- _確認用の本文_
__________________________________________________

血が必要なんだっつーイメージ

若者の献血が激減していて、その原因は若者の意識の変化にあるそうな。

厚生労働省血液対策課の担当者は、
「全体的に減っていますが、若者の献血率の低下は尋常じゃないです。20数年でこれだけ減っているのは、若者の個人意識が高まり、助け合いで成り立っている献血に対しての意識が変化していることが大きいと思います」
といっている。

「尋常じゃない」若者の献血離れ 将来に不安、献血年齢一部引き下げ : J-CASTニュース

若者に社会的な助け合いの意識がなくなっていることを示唆しているが、実際のところこれを個人主義/利己主義と結びつけるのはどうかなーという気がするな。
もちろん激減しているからには何かが変わっているのだろうが。
なんかこれには若者の側に大した理由なんて無くて、彼らが献血という行為自体に関心を持たなくなっているだけではないかという気がする。単に広報不足からくるものかもしれないし、だから例えば献血する人も、それが実際に誰かの役に立つというとをイメージなどしていないのではないか?

__________________________________________________

- _コレクションから抽出したデータ_
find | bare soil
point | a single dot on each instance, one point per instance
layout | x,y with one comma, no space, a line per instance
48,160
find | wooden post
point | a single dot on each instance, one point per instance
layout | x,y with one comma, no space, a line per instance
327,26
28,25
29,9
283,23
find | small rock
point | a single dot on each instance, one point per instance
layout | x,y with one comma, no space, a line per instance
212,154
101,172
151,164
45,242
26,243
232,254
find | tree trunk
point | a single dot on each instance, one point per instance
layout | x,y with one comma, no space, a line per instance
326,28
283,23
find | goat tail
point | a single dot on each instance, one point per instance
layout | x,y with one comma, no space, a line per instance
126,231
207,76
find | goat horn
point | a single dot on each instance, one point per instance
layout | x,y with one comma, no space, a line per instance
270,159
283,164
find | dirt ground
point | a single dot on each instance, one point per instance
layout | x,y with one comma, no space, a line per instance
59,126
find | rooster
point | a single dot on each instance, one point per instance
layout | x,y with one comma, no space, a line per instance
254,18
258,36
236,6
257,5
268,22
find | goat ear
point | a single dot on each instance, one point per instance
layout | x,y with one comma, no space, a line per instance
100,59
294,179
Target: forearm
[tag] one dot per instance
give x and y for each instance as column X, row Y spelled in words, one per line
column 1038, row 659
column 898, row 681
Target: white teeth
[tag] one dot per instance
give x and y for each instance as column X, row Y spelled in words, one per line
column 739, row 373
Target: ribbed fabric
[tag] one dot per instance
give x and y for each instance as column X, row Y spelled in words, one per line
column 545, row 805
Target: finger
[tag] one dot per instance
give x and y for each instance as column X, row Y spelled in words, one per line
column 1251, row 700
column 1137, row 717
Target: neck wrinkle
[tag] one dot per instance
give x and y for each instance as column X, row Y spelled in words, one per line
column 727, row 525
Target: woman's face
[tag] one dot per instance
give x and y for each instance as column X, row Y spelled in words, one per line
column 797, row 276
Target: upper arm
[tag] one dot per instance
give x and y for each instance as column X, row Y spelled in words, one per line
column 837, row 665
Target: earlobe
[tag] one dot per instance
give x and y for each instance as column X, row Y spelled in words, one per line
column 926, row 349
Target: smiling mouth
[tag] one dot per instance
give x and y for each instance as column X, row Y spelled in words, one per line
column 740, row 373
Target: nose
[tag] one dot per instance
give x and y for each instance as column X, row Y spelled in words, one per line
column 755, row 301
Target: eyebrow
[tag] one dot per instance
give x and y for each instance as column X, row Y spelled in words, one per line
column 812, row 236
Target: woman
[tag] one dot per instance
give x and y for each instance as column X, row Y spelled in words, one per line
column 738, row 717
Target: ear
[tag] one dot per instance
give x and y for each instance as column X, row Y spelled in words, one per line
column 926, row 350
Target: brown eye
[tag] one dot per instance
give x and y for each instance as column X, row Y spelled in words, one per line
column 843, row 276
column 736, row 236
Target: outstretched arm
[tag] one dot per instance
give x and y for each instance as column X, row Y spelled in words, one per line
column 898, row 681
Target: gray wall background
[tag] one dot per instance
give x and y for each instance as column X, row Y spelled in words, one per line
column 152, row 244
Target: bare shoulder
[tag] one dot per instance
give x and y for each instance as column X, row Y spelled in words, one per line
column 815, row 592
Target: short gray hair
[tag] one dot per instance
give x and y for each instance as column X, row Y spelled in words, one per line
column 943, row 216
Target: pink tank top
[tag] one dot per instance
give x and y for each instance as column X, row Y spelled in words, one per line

__________________________________________________

- _課題の内容_
献血についての本文から、「もちろん激減しているからには何かが変わっているのだろうが。」で始まり「などしていないのではないか?」までの部分を、一字も変えずに抜き出して返してください。

- _課題の結果_
もちろん激減しているからには何かが変わっているのだろうが。
なんかこれには若者の側に大した理由なんて無くて、彼らが献血という行為自体に関心を持たなくなっているだけではないかという気がする。単に広報不足からくるものかもしれないし、だから例えば献血する人も、それが実際に誰かの役に立つというとをイメージなどしていないのではないか?